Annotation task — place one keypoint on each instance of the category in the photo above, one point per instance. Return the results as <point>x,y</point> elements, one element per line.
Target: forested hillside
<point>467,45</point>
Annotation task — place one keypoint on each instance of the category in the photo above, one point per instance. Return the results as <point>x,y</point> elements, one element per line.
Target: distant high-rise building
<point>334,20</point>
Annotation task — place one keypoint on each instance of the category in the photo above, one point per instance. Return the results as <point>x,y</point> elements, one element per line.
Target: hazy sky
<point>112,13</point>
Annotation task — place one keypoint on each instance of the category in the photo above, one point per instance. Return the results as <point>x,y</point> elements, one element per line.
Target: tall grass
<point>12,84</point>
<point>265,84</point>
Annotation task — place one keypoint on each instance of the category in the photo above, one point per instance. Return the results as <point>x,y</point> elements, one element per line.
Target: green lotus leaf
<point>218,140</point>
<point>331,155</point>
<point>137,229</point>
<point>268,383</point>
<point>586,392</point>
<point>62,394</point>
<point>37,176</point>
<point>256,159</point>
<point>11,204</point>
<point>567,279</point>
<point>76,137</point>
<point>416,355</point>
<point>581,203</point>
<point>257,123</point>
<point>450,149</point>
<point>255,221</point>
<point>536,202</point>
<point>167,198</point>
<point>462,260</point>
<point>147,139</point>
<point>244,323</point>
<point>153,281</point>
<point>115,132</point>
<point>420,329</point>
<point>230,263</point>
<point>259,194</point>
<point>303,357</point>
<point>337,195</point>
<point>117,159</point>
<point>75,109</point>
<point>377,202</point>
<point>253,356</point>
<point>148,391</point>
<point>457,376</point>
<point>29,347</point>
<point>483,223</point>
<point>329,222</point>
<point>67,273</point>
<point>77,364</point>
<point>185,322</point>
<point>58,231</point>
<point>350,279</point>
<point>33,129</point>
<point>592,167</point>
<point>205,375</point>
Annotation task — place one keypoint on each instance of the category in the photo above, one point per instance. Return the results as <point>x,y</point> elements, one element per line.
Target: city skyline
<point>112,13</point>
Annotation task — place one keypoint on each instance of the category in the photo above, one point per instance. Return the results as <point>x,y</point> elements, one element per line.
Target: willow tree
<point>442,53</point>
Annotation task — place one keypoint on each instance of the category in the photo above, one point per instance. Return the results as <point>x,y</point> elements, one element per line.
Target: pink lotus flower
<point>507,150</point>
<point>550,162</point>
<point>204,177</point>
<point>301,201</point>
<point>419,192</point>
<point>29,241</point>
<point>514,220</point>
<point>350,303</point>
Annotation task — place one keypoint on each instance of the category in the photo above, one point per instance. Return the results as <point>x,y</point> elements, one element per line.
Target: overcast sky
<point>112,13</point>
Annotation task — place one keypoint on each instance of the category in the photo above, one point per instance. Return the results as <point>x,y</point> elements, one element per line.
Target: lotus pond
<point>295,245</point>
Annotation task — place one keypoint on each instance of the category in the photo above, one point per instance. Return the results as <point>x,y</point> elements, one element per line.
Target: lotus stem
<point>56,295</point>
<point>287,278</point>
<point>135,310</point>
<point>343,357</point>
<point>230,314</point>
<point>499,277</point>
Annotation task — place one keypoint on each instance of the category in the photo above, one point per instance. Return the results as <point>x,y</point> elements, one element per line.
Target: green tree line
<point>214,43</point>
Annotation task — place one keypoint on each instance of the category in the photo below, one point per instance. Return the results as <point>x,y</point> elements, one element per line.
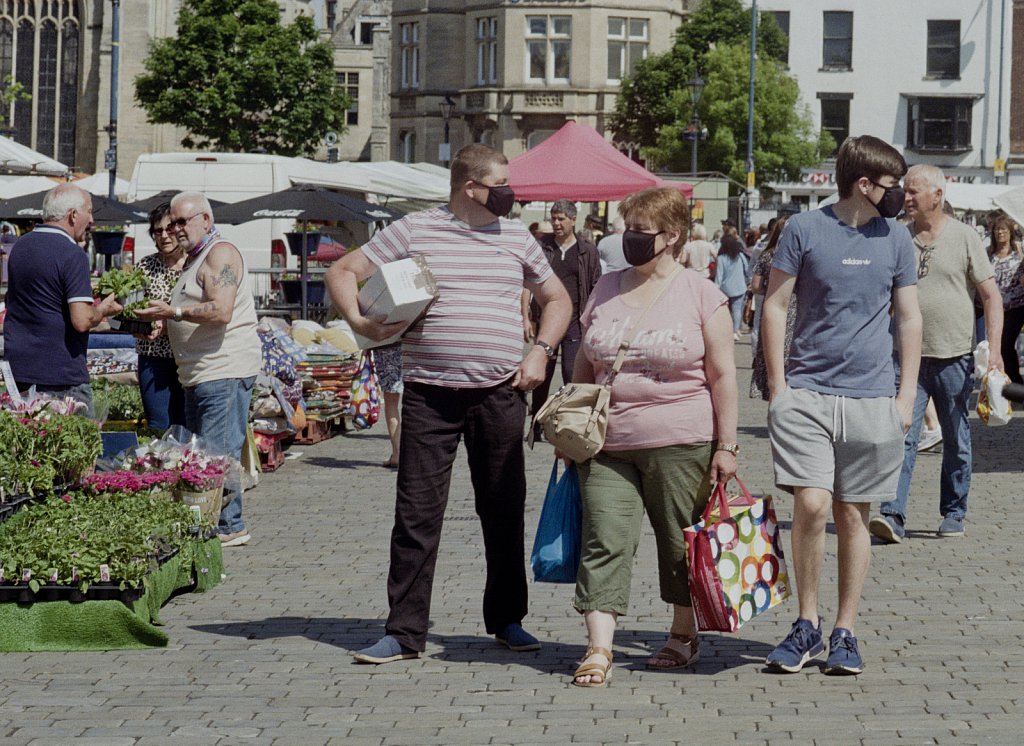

The task: Reproduce every entry above, swapping "keypoint" for "marker" each time it appears and changing nothing else. Leave the pictures out.

Task answer:
Annotation task — place one marker on each instance of the category in the photo above, one point per instance. Return the results as <point>x,y</point> elements, one element per line.
Target: forested hillside
<point>467,45</point>
Annotation task — place one marker on each instance of the category in the photo above, one point per instance. Return the results as <point>x,y</point> elements, one element per line.
Target: distant high-rise building
<point>334,20</point>
Annotation task — place one marker on each instance of the category in the photo above, one point per instance. Return the results as <point>x,y</point> elements, one element per line.
Target: hazy sky
<point>112,13</point>
Annotation task — place one marker on each instance of the category in the photo above, one point per instance. Return the results as <point>x,y</point> elements, one element per line.
Target: tall grass
<point>12,84</point>
<point>265,84</point>
Annotation task — place one marker on each instance of the category in the photo above, one point per instance. Return the results as <point>x,y</point> elements, one element per line.
Target: green lotus leaf
<point>218,140</point>
<point>331,155</point>
<point>137,229</point>
<point>268,383</point>
<point>586,392</point>
<point>62,394</point>
<point>37,176</point>
<point>256,159</point>
<point>11,204</point>
<point>567,279</point>
<point>76,137</point>
<point>416,355</point>
<point>581,203</point>
<point>257,123</point>
<point>450,149</point>
<point>255,221</point>
<point>536,202</point>
<point>167,198</point>
<point>462,260</point>
<point>147,139</point>
<point>244,323</point>
<point>153,281</point>
<point>115,132</point>
<point>420,329</point>
<point>230,263</point>
<point>259,194</point>
<point>303,357</point>
<point>337,195</point>
<point>117,159</point>
<point>75,109</point>
<point>377,202</point>
<point>253,356</point>
<point>148,391</point>
<point>457,376</point>
<point>29,347</point>
<point>483,223</point>
<point>329,222</point>
<point>67,273</point>
<point>77,364</point>
<point>185,322</point>
<point>58,231</point>
<point>350,279</point>
<point>33,129</point>
<point>592,167</point>
<point>205,375</point>
Annotation task — place one marker on each instance of the category in the photo above, one point per instance. Return the results as <point>x,y</point> elements, one element per line.
Target: city skyline
<point>112,13</point>
Annotation task — place one marker on each instance of the category in the photo above, one point per instance. Return the results as <point>x,y</point> elements, one element per line.
Target: willow tree
<point>442,53</point>
Annotation task — place one marker on each instance of the category in the photo above, one point per instance. Return the results as <point>x,y</point> elements, one element per line.
Target: pink lotus flower
<point>507,150</point>
<point>550,162</point>
<point>204,177</point>
<point>301,201</point>
<point>419,192</point>
<point>29,241</point>
<point>514,220</point>
<point>350,303</point>
Annotation task — place one marker on each instance of the category in the photo above, one point per instance. Return the results as <point>x,y</point> elements, one element per line.
Target: overcast sky
<point>112,13</point>
Annotation task — place one marker on each instance of the category in the photo above, one point per instance. Return the results as <point>x,y</point> elements, one element per line.
Target: lotus pond
<point>295,245</point>
Annotation task — place one marker on each instance of the category in the photo above, one point per instance. Return the results as <point>x,y</point> elements, one element per line.
Target: lotus stem
<point>56,295</point>
<point>287,278</point>
<point>135,310</point>
<point>343,357</point>
<point>230,314</point>
<point>499,277</point>
Annotation task — place one marker on each instance of the category in the photo above, one point per instance. Return the results as <point>x,y</point> elements, one element per line.
Target: green tree line
<point>214,43</point>
Annotation task — place one marker on each instance of the category in the photo below, one point per instance. Return the results as <point>x,y</point> elements, one element per line.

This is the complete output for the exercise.